[TEXT EXTRACT]
FRANCES GRANT checks out the latest stage extravaganza designed to draw Kiwis across the Tasman, not to mention Melbourne's restaurants, unpredictable weather and hometown humour
Everyone's a joker on this autumn weekend in the state capital of Victoria. The jester that is the Melbourne weather performs its old quick-change routine, switching from balmy to southerly chill in a matter of mere minutes.
The tram to St Kilda Beach is running late and when it arrives, overcrowded. But you can't stop an Aussie bloke with access to a mic. When there's a lull in the in-transit chatter, the driver grabs his chance. "Your pleasant conversation is welcome, passengers," he informs his startled charges. "Otherwise I start to fantasise I'm driving a hearse."
His captive audience quickly assesses the talent. "A wacko, mental driver," notes one passenger on her mobile phone.
Perhaps it's the spirit of the Melbourne Comedy Festival, now in its final days, that's bringing out the inner idiot. Or perhaps it's that the hottest ticket in town is Mel Brooks' musical comedy The Producers and the king of the politically incorrect himself is in the city for the opening.

[TASK GOAL] Set down the entire Melbourne travel piece word for word. Work only from the Melbourne travel piece given here.

[ENTRIES]
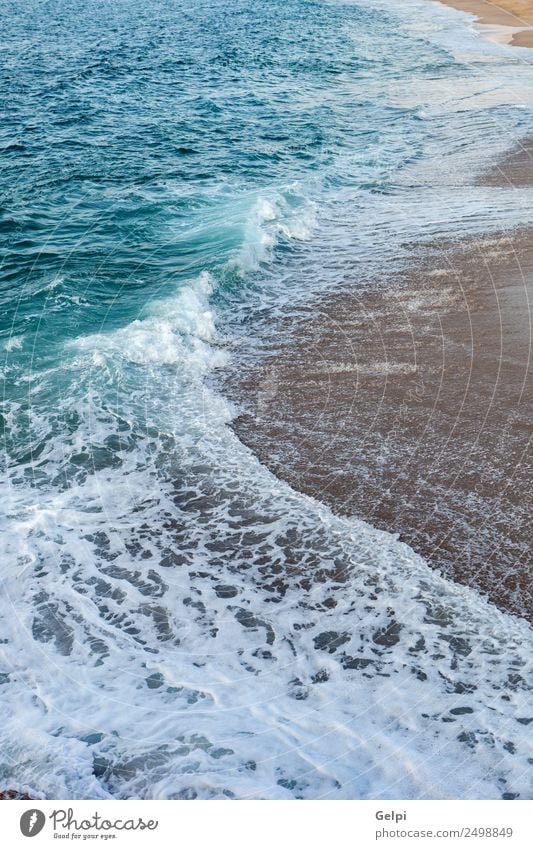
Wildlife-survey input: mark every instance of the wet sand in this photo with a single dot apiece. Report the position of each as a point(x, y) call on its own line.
point(409, 405)
point(515, 17)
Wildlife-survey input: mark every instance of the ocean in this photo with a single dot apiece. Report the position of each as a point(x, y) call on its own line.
point(175, 621)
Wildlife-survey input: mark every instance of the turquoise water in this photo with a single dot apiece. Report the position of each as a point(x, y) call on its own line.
point(169, 172)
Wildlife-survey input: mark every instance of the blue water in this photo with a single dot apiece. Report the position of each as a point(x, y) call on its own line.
point(169, 171)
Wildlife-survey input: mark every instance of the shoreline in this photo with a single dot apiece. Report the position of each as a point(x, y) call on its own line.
point(506, 22)
point(405, 406)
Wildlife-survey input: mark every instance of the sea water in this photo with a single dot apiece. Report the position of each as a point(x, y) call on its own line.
point(176, 622)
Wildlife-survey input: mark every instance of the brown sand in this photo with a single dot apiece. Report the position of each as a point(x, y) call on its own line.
point(506, 13)
point(410, 406)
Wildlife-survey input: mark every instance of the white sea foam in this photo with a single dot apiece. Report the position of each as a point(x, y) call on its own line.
point(176, 622)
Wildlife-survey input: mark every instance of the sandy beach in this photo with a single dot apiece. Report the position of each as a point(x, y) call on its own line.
point(407, 405)
point(514, 17)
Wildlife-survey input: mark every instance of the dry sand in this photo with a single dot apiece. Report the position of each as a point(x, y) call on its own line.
point(410, 405)
point(514, 14)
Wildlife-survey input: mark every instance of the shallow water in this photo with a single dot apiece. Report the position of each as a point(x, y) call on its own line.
point(175, 621)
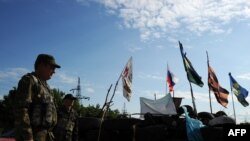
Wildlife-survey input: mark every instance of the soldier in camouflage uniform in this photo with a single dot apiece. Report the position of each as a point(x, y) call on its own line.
point(36, 114)
point(67, 125)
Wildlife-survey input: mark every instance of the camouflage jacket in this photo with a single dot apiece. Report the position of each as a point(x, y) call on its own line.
point(35, 108)
point(67, 125)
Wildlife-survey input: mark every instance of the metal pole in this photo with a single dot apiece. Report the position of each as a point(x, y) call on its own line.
point(210, 102)
point(192, 95)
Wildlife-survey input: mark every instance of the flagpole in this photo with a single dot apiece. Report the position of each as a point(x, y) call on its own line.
point(195, 111)
point(232, 99)
point(208, 86)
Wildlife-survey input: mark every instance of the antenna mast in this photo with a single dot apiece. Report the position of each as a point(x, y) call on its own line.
point(78, 92)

[EXPECTED OUTPUT]
FRANCES GRANT checks out the latest stage extravaganza designed to draw Kiwis across the Tasman, not to mention Melbourne's restaurants, unpredictable weather and hometown humour
Everyone's a joker on this autumn weekend in the state capital of Victoria. The jester that is the Melbourne weather performs its old quick-change routine, switching from balmy to southerly chill in a matter of mere minutes.
The tram to St Kilda Beach is running late and when it arrives, overcrowded. But you can't stop an Aussie bloke with access to a mic. When there's a lull in the in-transit chatter, the driver grabs his chance. "Your pleasant conversation is welcome, passengers," he informs his startled charges. "Otherwise I start to fantasise I'm driving a hearse."
His captive audience quickly assesses the talent. "A wacko, mental driver," notes one passenger on her mobile phone.
Perhaps it's the spirit of the Melbourne Comedy Festival, now in its final days, that's bringing out the inner idiot. Or perhaps it's that the hottest ticket in town is Mel Brooks' musical comedy The Producers and the king of the politically incorrect himself is in the city for the opening.